'''

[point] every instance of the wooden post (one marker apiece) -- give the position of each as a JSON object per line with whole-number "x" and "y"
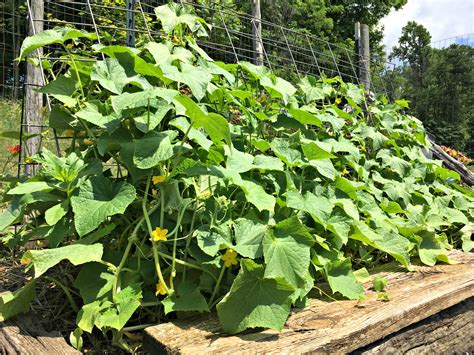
{"x": 364, "y": 56}
{"x": 257, "y": 32}
{"x": 34, "y": 80}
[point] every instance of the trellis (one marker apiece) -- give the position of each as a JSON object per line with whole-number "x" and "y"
{"x": 288, "y": 53}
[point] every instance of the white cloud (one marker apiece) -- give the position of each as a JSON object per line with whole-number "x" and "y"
{"x": 442, "y": 18}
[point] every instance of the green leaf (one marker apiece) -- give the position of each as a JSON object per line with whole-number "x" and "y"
{"x": 141, "y": 99}
{"x": 99, "y": 198}
{"x": 55, "y": 213}
{"x": 340, "y": 224}
{"x": 362, "y": 275}
{"x": 12, "y": 213}
{"x": 431, "y": 248}
{"x": 264, "y": 162}
{"x": 278, "y": 87}
{"x": 170, "y": 19}
{"x": 389, "y": 242}
{"x": 317, "y": 151}
{"x": 287, "y": 252}
{"x": 214, "y": 124}
{"x": 466, "y": 236}
{"x": 152, "y": 148}
{"x": 44, "y": 38}
{"x": 89, "y": 313}
{"x": 255, "y": 301}
{"x": 150, "y": 120}
{"x": 77, "y": 254}
{"x": 195, "y": 135}
{"x": 97, "y": 235}
{"x": 248, "y": 237}
{"x": 379, "y": 283}
{"x": 256, "y": 195}
{"x": 210, "y": 241}
{"x": 91, "y": 113}
{"x": 110, "y": 75}
{"x": 16, "y": 302}
{"x": 187, "y": 298}
{"x": 341, "y": 279}
{"x": 349, "y": 187}
{"x": 324, "y": 167}
{"x": 126, "y": 302}
{"x": 29, "y": 187}
{"x": 283, "y": 150}
{"x": 305, "y": 117}
{"x": 75, "y": 338}
{"x": 60, "y": 117}
{"x": 62, "y": 88}
{"x": 93, "y": 282}
{"x": 197, "y": 78}
{"x": 392, "y": 207}
{"x": 319, "y": 207}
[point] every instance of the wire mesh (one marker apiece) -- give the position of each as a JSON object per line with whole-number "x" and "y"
{"x": 288, "y": 53}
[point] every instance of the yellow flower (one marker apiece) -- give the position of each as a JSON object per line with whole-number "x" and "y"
{"x": 68, "y": 133}
{"x": 230, "y": 258}
{"x": 160, "y": 234}
{"x": 158, "y": 179}
{"x": 160, "y": 289}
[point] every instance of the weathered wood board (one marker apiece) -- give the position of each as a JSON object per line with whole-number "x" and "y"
{"x": 450, "y": 331}
{"x": 23, "y": 336}
{"x": 329, "y": 327}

'''

Copy the lines above exactly, beginning at the line containing "[point] every instance of the green" and stopping at the last line.

[point] every instance of the green leaf (one marker apiece) -- give the position of each as a JSON object per line with whole-number "x" and "y"
{"x": 141, "y": 99}
{"x": 99, "y": 198}
{"x": 55, "y": 213}
{"x": 340, "y": 224}
{"x": 362, "y": 275}
{"x": 12, "y": 213}
{"x": 431, "y": 248}
{"x": 264, "y": 162}
{"x": 278, "y": 87}
{"x": 170, "y": 19}
{"x": 389, "y": 242}
{"x": 317, "y": 151}
{"x": 287, "y": 252}
{"x": 214, "y": 124}
{"x": 466, "y": 236}
{"x": 152, "y": 148}
{"x": 44, "y": 38}
{"x": 89, "y": 313}
{"x": 255, "y": 301}
{"x": 150, "y": 120}
{"x": 77, "y": 254}
{"x": 195, "y": 135}
{"x": 97, "y": 235}
{"x": 248, "y": 237}
{"x": 379, "y": 283}
{"x": 256, "y": 195}
{"x": 210, "y": 241}
{"x": 91, "y": 113}
{"x": 110, "y": 75}
{"x": 16, "y": 302}
{"x": 187, "y": 298}
{"x": 341, "y": 279}
{"x": 349, "y": 187}
{"x": 324, "y": 167}
{"x": 126, "y": 302}
{"x": 29, "y": 187}
{"x": 283, "y": 150}
{"x": 305, "y": 117}
{"x": 75, "y": 338}
{"x": 60, "y": 117}
{"x": 62, "y": 88}
{"x": 93, "y": 282}
{"x": 197, "y": 78}
{"x": 392, "y": 207}
{"x": 319, "y": 207}
[point] every instance of the wire mesh (one marker apiece) -- give the position of each as a JSON object per line with whole-number "x" and "y"
{"x": 288, "y": 53}
[point] every instance of the yellow flower (one marker apiece) -- give the position of each as a JSON object per line with whole-number "x" and "y"
{"x": 68, "y": 133}
{"x": 230, "y": 258}
{"x": 160, "y": 234}
{"x": 158, "y": 179}
{"x": 160, "y": 289}
[point] every instance of the weathered wood board (one marker apiece) -- give the position of each as a JSON object per line with whole-number "x" and "y"
{"x": 450, "y": 331}
{"x": 23, "y": 336}
{"x": 329, "y": 327}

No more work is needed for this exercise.